- THE INPUT -

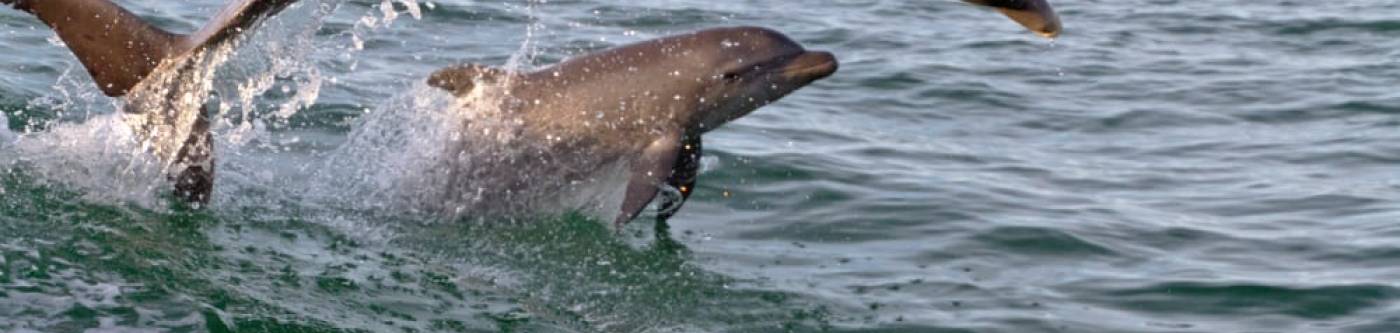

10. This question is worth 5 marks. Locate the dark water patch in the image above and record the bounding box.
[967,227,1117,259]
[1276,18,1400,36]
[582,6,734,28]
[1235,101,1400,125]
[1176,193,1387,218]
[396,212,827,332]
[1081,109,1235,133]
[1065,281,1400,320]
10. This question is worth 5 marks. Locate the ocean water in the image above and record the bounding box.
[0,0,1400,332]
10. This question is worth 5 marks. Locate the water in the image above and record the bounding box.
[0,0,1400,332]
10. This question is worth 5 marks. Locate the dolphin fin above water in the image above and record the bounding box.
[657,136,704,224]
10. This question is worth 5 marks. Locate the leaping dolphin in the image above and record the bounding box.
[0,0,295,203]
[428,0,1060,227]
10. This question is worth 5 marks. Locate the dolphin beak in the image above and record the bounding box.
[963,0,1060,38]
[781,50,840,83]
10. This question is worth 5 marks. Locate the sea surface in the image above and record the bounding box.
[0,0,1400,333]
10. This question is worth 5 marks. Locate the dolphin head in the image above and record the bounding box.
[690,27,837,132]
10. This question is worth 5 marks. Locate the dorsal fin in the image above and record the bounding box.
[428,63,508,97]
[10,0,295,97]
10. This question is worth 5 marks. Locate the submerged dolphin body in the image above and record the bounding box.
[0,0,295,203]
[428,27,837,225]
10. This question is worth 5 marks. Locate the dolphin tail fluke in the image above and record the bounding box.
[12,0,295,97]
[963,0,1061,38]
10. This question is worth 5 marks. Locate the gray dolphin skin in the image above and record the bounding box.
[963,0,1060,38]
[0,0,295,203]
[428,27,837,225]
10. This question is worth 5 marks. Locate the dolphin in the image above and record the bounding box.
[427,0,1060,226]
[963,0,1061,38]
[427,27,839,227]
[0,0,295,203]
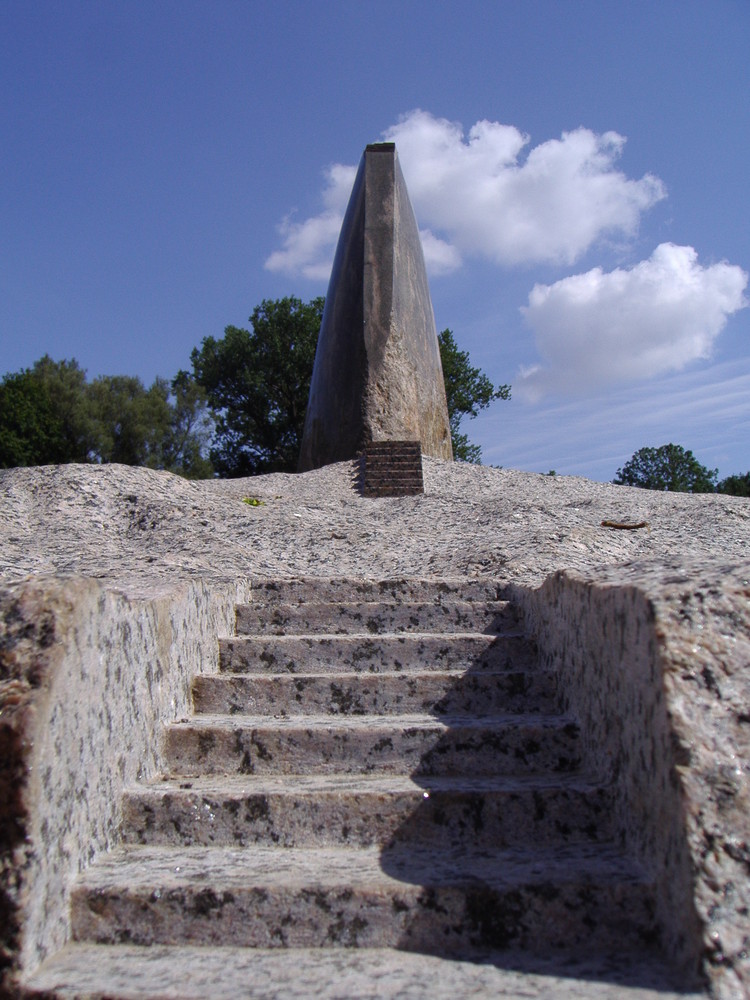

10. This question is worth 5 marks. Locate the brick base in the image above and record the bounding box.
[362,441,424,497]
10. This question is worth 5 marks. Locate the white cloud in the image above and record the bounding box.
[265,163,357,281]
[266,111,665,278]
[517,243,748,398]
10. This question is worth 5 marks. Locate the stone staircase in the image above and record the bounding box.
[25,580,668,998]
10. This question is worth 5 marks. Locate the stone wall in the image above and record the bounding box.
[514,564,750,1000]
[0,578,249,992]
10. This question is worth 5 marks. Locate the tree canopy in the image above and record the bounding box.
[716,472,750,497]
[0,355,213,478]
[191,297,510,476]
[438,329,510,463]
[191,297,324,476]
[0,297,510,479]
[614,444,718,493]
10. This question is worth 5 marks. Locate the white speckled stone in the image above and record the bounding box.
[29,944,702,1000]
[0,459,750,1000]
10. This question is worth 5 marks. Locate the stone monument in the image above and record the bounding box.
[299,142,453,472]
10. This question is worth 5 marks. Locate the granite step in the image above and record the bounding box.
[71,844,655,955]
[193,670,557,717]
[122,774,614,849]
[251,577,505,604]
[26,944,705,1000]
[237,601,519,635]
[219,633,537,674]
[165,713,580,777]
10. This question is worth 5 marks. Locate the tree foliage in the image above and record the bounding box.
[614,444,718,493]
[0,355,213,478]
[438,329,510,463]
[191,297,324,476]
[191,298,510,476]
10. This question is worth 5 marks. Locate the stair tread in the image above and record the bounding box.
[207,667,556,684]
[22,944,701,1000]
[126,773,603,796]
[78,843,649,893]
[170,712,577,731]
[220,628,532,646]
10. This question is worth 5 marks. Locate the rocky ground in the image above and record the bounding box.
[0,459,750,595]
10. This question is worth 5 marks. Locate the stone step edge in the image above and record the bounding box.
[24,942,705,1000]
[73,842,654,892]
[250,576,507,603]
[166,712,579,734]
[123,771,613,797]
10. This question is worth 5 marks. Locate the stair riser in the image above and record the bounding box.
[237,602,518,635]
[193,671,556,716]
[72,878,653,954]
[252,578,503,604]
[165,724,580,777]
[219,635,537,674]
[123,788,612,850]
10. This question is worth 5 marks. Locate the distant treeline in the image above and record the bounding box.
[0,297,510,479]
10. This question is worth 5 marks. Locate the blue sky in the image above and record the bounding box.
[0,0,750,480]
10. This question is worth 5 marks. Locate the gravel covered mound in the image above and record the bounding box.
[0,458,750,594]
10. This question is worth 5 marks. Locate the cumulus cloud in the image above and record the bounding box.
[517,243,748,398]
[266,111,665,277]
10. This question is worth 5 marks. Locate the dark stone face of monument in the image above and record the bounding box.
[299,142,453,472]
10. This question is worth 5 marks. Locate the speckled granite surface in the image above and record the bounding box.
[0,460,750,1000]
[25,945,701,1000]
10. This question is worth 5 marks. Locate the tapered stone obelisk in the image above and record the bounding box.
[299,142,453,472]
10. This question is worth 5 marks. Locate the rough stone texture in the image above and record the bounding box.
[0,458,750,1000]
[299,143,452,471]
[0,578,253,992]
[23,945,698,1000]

- PROBLEM DESCRIPTION -
Convert all of the data above into a Markdown table with the columns Row and Line. Number each row and put one line of the data in each row, skipping blank lines and leaving out the pictures.

- ANSWER TO THIS PROBLEM -
| Row | Line |
|---|---|
| 1 | 10. This question is worth 5 marks. Locate the dark water patch in the image above and record the bounding box. |
| 2 | [967,227,1117,259] |
| 3 | [1276,18,1400,36] |
| 4 | [582,6,734,28] |
| 5 | [1235,101,1400,125] |
| 6 | [1176,193,1387,218] |
| 7 | [396,212,827,332] |
| 8 | [1081,109,1235,133] |
| 9 | [1065,281,1400,320] |
| 10 | 10. This question is worth 5 marks. Locate the ocean water in the image above and record the bounding box. |
| 11 | [0,0,1400,332] |
| 12 | 10. This question is worth 5 marks. Locate the water in the image above and record the bounding box. |
| 13 | [0,0,1400,332] |
| 14 | 10. This question is worth 5 marks. Locate the dolphin fin above water in the image above and record the bounding box. |
| 15 | [657,136,704,224] |
| 16 | 10. This question is worth 5 marks. Locate the leaping dolphin in the image above and record the bounding box. |
| 17 | [0,0,295,203] |
| 18 | [428,0,1060,227] |
| 19 | 10. This question is worth 5 marks. Locate the dolphin beak in the image above and record the bounding box. |
| 20 | [963,0,1060,38] |
| 21 | [781,50,840,83] |
| 22 | 10. This question is worth 5 marks. Locate the sea surface in the image above and record the bounding box. |
| 23 | [0,0,1400,333] |
| 24 | 10. This question is worth 5 marks. Locate the dolphin head in the image above and record the bounding box. |
| 25 | [690,27,837,132] |
| 26 | 10. This question is worth 5 marks. Locate the dorsal fin in the image above and record the bounding box. |
| 27 | [428,63,508,97] |
| 28 | [10,0,295,97] |
| 29 | 10. This question is worth 5 marks. Locate the submerged dolphin body in the image above and record the bounding box. |
| 30 | [0,0,295,203] |
| 31 | [428,27,837,225] |
| 32 | 10. This question is worth 5 marks. Locate the dolphin tail fluke in the image above and record the bounding box. |
| 33 | [12,0,295,97] |
| 34 | [963,0,1061,38] |
| 35 | 10. This question is worth 5 marks. Locate the gray dolphin skin in the image above and record the bounding box. |
| 36 | [963,0,1060,38] |
| 37 | [0,0,295,203] |
| 38 | [428,27,837,225] |
| 39 | 10. This question is worth 5 marks. Locate the dolphin in the image above and record the bounding box. |
| 40 | [427,0,1060,226] |
| 41 | [963,0,1061,38] |
| 42 | [427,27,839,227] |
| 43 | [0,0,295,203] |
| 44 | 10. This question is worth 5 marks. Locate the brick base in the image above and record the bounding box. |
| 45 | [362,441,424,497] |
| 46 | 10. This question is worth 5 marks. Locate the white cloud in the image above and record the bounding box. |
| 47 | [265,163,357,281] |
| 48 | [266,111,665,278] |
| 49 | [517,243,748,398] |
| 50 | 10. This question is worth 5 marks. Locate the stone staircase in the image above and record the bounding box. |
| 51 | [25,580,668,998] |
| 52 | 10. This question is worth 5 marks. Locate the stone wall in the image above and record the bounding box. |
| 53 | [514,564,750,1000] |
| 54 | [0,578,249,992] |
| 55 | 10. This question is worth 5 marks. Locate the tree canopy in the image above and record the bounding box. |
| 56 | [716,472,750,497] |
| 57 | [0,355,213,478] |
| 58 | [191,297,510,476] |
| 59 | [438,329,510,463] |
| 60 | [191,297,324,476] |
| 61 | [0,297,510,479] |
| 62 | [614,444,718,493] |
| 63 | 10. This question is worth 5 marks. Locate the white speckled stone in the image above and record the bounding box. |
| 64 | [29,944,702,1000] |
| 65 | [0,459,750,1000] |
| 66 | 10. This question is worth 5 marks. Locate the stone monument in the image above and record the bounding box. |
| 67 | [299,142,453,472] |
| 68 | 10. This question is worth 5 marks. Locate the granite step in the image above and record the bounding box. |
| 69 | [71,844,655,955] |
| 70 | [193,670,557,717] |
| 71 | [122,774,614,849] |
| 72 | [251,577,505,604] |
| 73 | [26,944,705,1000] |
| 74 | [237,601,519,635] |
| 75 | [219,633,537,674] |
| 76 | [165,713,580,777] |
| 77 | 10. This question is worth 5 marks. Locate the tree foliage in the image above and record the bounding box. |
| 78 | [614,444,718,493] |
| 79 | [0,355,213,478] |
| 80 | [438,329,510,463] |
| 81 | [191,297,324,476] |
| 82 | [191,298,510,476] |
| 83 | 10. This question is worth 5 marks. Locate the stair tread in the image above and record the bounding box. |
| 84 | [207,667,556,684] |
| 85 | [22,944,701,1000] |
| 86 | [126,773,603,796] |
| 87 | [78,843,649,893] |
| 88 | [170,712,577,731] |
| 89 | [220,628,532,646] |
| 90 | 10. This question is worth 5 marks. Locate the rocky ground in the image above and record the bounding box. |
| 91 | [0,459,750,595] |
| 92 | 10. This question is worth 5 marks. Locate the stone step edge in the image above and record the bounding box. |
| 93 | [24,942,705,1000] |
| 94 | [73,842,654,892] |
| 95 | [250,576,507,603] |
| 96 | [166,712,579,734] |
| 97 | [123,771,613,797] |
| 98 | 10. This question is worth 5 marks. Locate the stair riser in the image above and record the bounding box. |
| 99 | [237,602,518,635] |
| 100 | [193,671,556,716] |
| 101 | [72,878,653,954] |
| 102 | [252,578,503,604] |
| 103 | [165,724,580,777] |
| 104 | [219,635,537,674] |
| 105 | [123,788,612,850] |
| 106 | 10. This question is worth 5 marks. Locate the distant treeline in the image above and record the bounding box. |
| 107 | [0,297,510,479] |
| 108 | 10. This question is worth 5 marks. Locate the blue sky in the image above and record the bounding box. |
| 109 | [0,0,750,480] |
| 110 | 10. This question is worth 5 marks. Locate the gravel covered mound in the image above and record the bounding box. |
| 111 | [0,458,750,594] |
| 112 | 10. This question is worth 5 marks. Locate the cumulus cloud in the image above and record the bounding box. |
| 113 | [517,243,748,398] |
| 114 | [266,111,665,277] |
| 115 | 10. This question is worth 5 marks. Locate the dark stone face of monument in the image above and record the bounding box. |
| 116 | [299,142,453,472] |
| 117 | 10. This question is worth 5 marks. Locate the speckled granite surface in the image above and record the bounding box. |
| 118 | [0,460,750,1000] |
| 119 | [25,945,701,1000] |
| 120 | 10. This question is worth 5 marks. Locate the tapered stone obelisk in the image above and record the bounding box. |
| 121 | [299,142,453,472] |
| 122 | 10. This question is worth 5 marks. Locate the rough stone texture in the image above and record the bounding box. |
| 123 | [0,458,750,1000] |
| 124 | [299,143,452,471] |
| 125 | [0,578,253,992] |
| 126 | [23,945,698,1000] |